** start of Dataset **

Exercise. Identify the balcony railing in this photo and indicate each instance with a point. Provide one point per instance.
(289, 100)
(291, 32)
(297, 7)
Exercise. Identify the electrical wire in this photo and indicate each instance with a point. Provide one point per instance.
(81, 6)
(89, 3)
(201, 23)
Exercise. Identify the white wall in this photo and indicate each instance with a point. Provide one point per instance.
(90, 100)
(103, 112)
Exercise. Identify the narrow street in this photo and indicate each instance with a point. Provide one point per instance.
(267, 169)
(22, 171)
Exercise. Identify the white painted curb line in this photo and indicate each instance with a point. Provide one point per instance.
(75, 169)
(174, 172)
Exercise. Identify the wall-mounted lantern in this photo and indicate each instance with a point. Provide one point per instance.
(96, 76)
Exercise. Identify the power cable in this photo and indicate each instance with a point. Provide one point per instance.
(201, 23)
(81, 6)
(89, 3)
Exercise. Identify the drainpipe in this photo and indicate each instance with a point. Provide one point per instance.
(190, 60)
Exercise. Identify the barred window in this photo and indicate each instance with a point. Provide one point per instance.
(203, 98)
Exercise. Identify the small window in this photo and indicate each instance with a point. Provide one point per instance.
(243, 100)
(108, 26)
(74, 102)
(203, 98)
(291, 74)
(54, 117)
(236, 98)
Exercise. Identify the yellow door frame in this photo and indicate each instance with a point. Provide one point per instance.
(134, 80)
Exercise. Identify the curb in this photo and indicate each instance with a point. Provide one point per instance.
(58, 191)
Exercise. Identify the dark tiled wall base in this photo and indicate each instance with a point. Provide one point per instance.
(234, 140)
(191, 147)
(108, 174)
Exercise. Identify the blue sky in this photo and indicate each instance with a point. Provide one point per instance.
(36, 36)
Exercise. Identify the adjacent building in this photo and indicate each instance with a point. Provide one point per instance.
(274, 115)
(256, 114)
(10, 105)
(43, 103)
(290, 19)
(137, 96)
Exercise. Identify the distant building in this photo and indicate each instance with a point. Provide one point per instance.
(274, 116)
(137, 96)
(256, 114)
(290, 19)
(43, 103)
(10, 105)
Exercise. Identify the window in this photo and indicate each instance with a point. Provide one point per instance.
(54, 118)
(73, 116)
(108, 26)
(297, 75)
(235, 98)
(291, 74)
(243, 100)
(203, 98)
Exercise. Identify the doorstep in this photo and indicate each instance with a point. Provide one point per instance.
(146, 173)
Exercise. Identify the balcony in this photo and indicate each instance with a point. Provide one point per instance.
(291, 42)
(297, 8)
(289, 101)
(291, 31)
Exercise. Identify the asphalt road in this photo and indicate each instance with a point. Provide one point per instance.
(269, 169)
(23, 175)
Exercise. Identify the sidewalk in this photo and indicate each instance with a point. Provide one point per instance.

** end of Dataset **

▶ Work to complete:
The records above must be output exactly, in full.

▶ Answer:
Exercise. Identify the balcony railing in this photo and indicate each instance with a point. Provide one point per instance.
(289, 100)
(291, 32)
(297, 7)
Exercise. Identify the electrical wire in this photo and indicate each instance with a point. Provide one point per instance.
(81, 6)
(89, 3)
(201, 23)
Exercise. Identify the white wall in this photo and indicate each instance with a point. Provide one point per instance.
(90, 100)
(103, 112)
Exercise. Identify the narrow street in this photo and indicate each instance with a point. Provide one point per instance.
(267, 169)
(22, 171)
Exercise. Identify the white painted curb line in this photo and indicate each instance with a point. Provide one point per instance.
(75, 169)
(174, 172)
Exercise. Identify the wall-mounted lantern in this photo and indicate each instance with a point. Provide one point per instance.
(96, 76)
Exercise. Identify the power cable in this photo and indicate each instance with a point. Provide one point per instance.
(201, 23)
(81, 6)
(89, 3)
Exercise. Identify the drainpipe in this photo and indicate each instance with a point. Provide one point per instance.
(190, 60)
Exercise. Identify the barred window in this photo and indicate each instance with a point. Provide one point per instance.
(203, 98)
Exercise. Identify the small window in this photo and indicate each instance with a point. Provide one point per instance.
(243, 100)
(108, 26)
(74, 102)
(203, 98)
(291, 74)
(54, 117)
(236, 98)
Exercise. Identify the yellow door frame in this photo and indicate each instance with a point. Provide one point per instance.
(134, 80)
Exercise. Identify the curb in this photo and indicate each instance with a point. Provide one point per instance.
(58, 191)
Exercise. Identify the dark tiled wall base in this photo and indicate each instance with a point. Provide one point per instance.
(234, 140)
(191, 147)
(108, 174)
Exercise. Identify the blue sky in this photo and indicate each instance with a point. Provide one point per instance.
(36, 36)
Exercise. Identify the adjacent building in this photo and indicate each instance with a point. Provide one point per instance.
(274, 115)
(256, 114)
(10, 105)
(43, 103)
(290, 19)
(137, 96)
Exercise. Identify the distant building in this photo and indicate each instance with a point. Provide one point per instance.
(274, 116)
(137, 96)
(256, 114)
(290, 19)
(43, 103)
(10, 105)
Exercise. Identify the window in this photo and indicate each instance with a point. Provide one point per instance.
(54, 118)
(73, 116)
(108, 26)
(297, 75)
(235, 98)
(291, 74)
(243, 100)
(203, 98)
Exercise. Identify the doorstep in this photo and indicate each instance with a point. Provide one point per instance.
(146, 173)
Exercise. Identify the balcony in this photo and indicate each instance with a point. Provide one point per instance.
(291, 42)
(297, 8)
(289, 101)
(291, 31)
Exercise. Identify the asphalt road in this photo and indicate each instance with a point. Provide one point per instance.
(269, 169)
(23, 175)
Exercise. Identify the sidewalk in this photo and indicate each instance with a point. Provide one point per instance.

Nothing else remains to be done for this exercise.